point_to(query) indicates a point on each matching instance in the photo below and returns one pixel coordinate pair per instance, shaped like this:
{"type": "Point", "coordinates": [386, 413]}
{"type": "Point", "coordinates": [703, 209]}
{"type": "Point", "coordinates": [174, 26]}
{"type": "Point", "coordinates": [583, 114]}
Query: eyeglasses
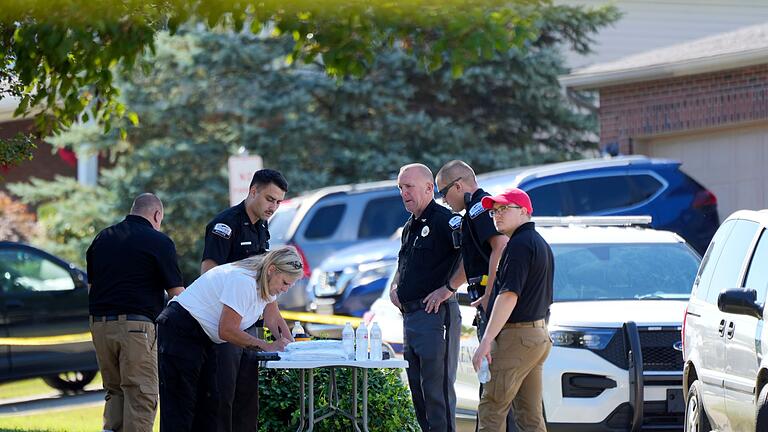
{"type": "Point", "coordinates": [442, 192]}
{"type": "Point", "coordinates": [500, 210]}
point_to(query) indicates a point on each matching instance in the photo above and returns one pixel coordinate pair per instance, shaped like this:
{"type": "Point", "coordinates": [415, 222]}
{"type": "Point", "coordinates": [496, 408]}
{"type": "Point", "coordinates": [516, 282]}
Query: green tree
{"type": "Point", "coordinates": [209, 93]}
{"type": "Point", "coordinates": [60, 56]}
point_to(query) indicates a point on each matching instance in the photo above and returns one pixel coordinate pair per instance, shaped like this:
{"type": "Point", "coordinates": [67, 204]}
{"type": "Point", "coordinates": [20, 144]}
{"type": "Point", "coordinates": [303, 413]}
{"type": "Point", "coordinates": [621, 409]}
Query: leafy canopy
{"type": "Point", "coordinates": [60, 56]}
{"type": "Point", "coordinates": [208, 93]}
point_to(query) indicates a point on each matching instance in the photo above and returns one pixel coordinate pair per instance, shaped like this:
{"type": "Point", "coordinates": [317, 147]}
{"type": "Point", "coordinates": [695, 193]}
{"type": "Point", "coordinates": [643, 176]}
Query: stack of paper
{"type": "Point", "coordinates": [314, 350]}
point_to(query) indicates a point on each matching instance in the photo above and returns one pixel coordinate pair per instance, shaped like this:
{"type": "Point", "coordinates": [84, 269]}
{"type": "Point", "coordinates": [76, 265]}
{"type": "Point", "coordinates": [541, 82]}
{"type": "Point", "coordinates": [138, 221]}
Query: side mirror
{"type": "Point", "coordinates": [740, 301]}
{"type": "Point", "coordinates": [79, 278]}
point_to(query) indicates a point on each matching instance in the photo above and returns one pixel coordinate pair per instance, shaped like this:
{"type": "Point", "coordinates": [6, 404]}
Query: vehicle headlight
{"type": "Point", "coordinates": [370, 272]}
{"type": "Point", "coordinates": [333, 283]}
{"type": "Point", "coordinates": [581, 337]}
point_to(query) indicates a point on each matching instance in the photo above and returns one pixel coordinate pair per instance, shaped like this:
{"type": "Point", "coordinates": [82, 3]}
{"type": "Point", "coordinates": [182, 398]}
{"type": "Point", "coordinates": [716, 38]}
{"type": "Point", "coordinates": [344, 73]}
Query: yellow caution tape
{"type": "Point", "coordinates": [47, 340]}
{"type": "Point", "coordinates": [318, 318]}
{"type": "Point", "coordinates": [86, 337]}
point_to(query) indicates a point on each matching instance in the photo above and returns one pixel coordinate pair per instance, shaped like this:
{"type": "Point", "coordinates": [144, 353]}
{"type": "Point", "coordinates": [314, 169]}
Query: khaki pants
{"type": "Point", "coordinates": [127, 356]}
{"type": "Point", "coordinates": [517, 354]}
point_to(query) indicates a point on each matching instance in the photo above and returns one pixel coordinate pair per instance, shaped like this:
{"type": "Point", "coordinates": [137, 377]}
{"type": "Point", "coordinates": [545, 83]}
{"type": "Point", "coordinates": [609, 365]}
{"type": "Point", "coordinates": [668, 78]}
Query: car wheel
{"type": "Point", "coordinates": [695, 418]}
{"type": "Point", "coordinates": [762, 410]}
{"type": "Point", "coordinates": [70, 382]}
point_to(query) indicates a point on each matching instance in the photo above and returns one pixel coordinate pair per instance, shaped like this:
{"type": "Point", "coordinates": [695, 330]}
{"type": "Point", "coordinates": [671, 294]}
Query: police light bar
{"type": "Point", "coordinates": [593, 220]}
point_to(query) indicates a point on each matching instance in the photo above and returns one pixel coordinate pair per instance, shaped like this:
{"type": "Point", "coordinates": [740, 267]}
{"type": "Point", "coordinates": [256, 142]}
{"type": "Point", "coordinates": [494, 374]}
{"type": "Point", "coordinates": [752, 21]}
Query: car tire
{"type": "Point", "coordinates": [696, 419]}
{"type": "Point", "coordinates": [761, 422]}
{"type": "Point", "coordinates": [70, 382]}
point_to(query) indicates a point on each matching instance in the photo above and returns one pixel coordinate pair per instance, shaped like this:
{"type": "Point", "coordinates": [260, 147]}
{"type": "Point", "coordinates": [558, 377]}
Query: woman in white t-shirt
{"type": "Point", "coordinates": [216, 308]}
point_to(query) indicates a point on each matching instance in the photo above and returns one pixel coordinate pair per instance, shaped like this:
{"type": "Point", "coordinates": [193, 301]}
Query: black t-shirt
━━━━━━━━━━━━━━━━━━━━━━━━━━━━━━
*Task details:* Drop the pictures, then write out everything else in the records exactly.

*Answer to this problem:*
point_to(query) indicates a point on each matching instance in the photo below and returns one pixel coordinate pair per instance, shaped like this:
{"type": "Point", "coordinates": [386, 413]}
{"type": "Point", "coordinates": [703, 209]}
{"type": "Point", "coordinates": [174, 26]}
{"type": "Point", "coordinates": [583, 114]}
Query: eyeglasses
{"type": "Point", "coordinates": [442, 192]}
{"type": "Point", "coordinates": [500, 210]}
point_to(query) indicates a point on each matching instance in the photo above and returns one pixel coordinate pair per instance, shaped like this:
{"type": "Point", "coordinates": [415, 222]}
{"type": "Point", "coordinates": [496, 408]}
{"type": "Point", "coordinates": [516, 282]}
Query: green tree
{"type": "Point", "coordinates": [209, 93]}
{"type": "Point", "coordinates": [60, 56]}
point_to(query) indicates a point on each matching instance in the photo above and returns one pixel coordinate pair per instance, shaped like this:
{"type": "Point", "coordinates": [67, 204]}
{"type": "Point", "coordinates": [20, 144]}
{"type": "Point", "coordinates": [303, 413]}
{"type": "Point", "coordinates": [621, 409]}
Query: leafy canopy
{"type": "Point", "coordinates": [60, 56]}
{"type": "Point", "coordinates": [208, 93]}
point_to(query) indicates a point on each matching instance in the photo above and returns one pixel coordinate pair per instance, shaped like this:
{"type": "Point", "coordinates": [317, 147]}
{"type": "Point", "coordinates": [695, 193]}
{"type": "Point", "coordinates": [643, 176]}
Query: stack of paper
{"type": "Point", "coordinates": [314, 350]}
point_to(query) indicates a point on each matching instance in the photo above and returns one pixel coordinate pair per instance, shaped like this:
{"type": "Point", "coordinates": [84, 269]}
{"type": "Point", "coordinates": [76, 265]}
{"type": "Point", "coordinates": [541, 82]}
{"type": "Point", "coordinates": [138, 221]}
Query: side mirror
{"type": "Point", "coordinates": [740, 301]}
{"type": "Point", "coordinates": [79, 278]}
point_to(query) indicates a point on each matching instance in the photo above and returns one pixel coordinate pair per instance, shaped like this:
{"type": "Point", "coordinates": [6, 404]}
Query: vehicle headlight
{"type": "Point", "coordinates": [370, 272]}
{"type": "Point", "coordinates": [333, 283]}
{"type": "Point", "coordinates": [581, 337]}
point_to(query) indicates a point on each matching instance in the photo above and returns one pixel coordinate pair per instance, shaped like this:
{"type": "Point", "coordinates": [82, 3]}
{"type": "Point", "coordinates": [182, 398]}
{"type": "Point", "coordinates": [716, 38]}
{"type": "Point", "coordinates": [344, 73]}
Query: yellow caution tape
{"type": "Point", "coordinates": [47, 340]}
{"type": "Point", "coordinates": [318, 318]}
{"type": "Point", "coordinates": [86, 337]}
point_to(query) indicates a point on each matching instance in the photo above and returns one pixel coordinate pair per instance, shaped like this:
{"type": "Point", "coordinates": [144, 353]}
{"type": "Point", "coordinates": [314, 169]}
Query: khaki pants
{"type": "Point", "coordinates": [127, 356]}
{"type": "Point", "coordinates": [517, 354]}
point_to(query) indicates a point on each matching instance in the photo above and returns one pixel coordinate pair per instance, shaped like this:
{"type": "Point", "coordinates": [137, 377]}
{"type": "Point", "coordinates": [545, 83]}
{"type": "Point", "coordinates": [609, 365]}
{"type": "Point", "coordinates": [668, 78]}
Query: car wheel
{"type": "Point", "coordinates": [695, 418]}
{"type": "Point", "coordinates": [762, 410]}
{"type": "Point", "coordinates": [70, 382]}
point_to(query) indicates a point on each matching instance in the photo above and returns one pixel coordinate pair per instance, shaped like this:
{"type": "Point", "coordinates": [695, 330]}
{"type": "Point", "coordinates": [671, 294]}
Query: police light bar
{"type": "Point", "coordinates": [593, 220]}
point_to(query) indicates a point on each matching instance in the photo above and returns one pixel coordinate pair per instance, shaped like this:
{"type": "Point", "coordinates": [740, 267]}
{"type": "Point", "coordinates": [256, 142]}
{"type": "Point", "coordinates": [494, 374]}
{"type": "Point", "coordinates": [752, 21]}
Query: car tire
{"type": "Point", "coordinates": [696, 419]}
{"type": "Point", "coordinates": [761, 422]}
{"type": "Point", "coordinates": [70, 382]}
point_to(query) indicates a point on each matching instance in the photo above and returns one pixel coordinate pair per instance, shaped like this:
{"type": "Point", "coordinates": [260, 147]}
{"type": "Point", "coordinates": [558, 377]}
Query: woman in white t-shirt
{"type": "Point", "coordinates": [216, 308]}
point_to(query) indicates a point on each matching instance in the photo above and returns one pixel coordinate pair per instance, shaped like this:
{"type": "Point", "coordinates": [193, 301]}
Query: black t-shirt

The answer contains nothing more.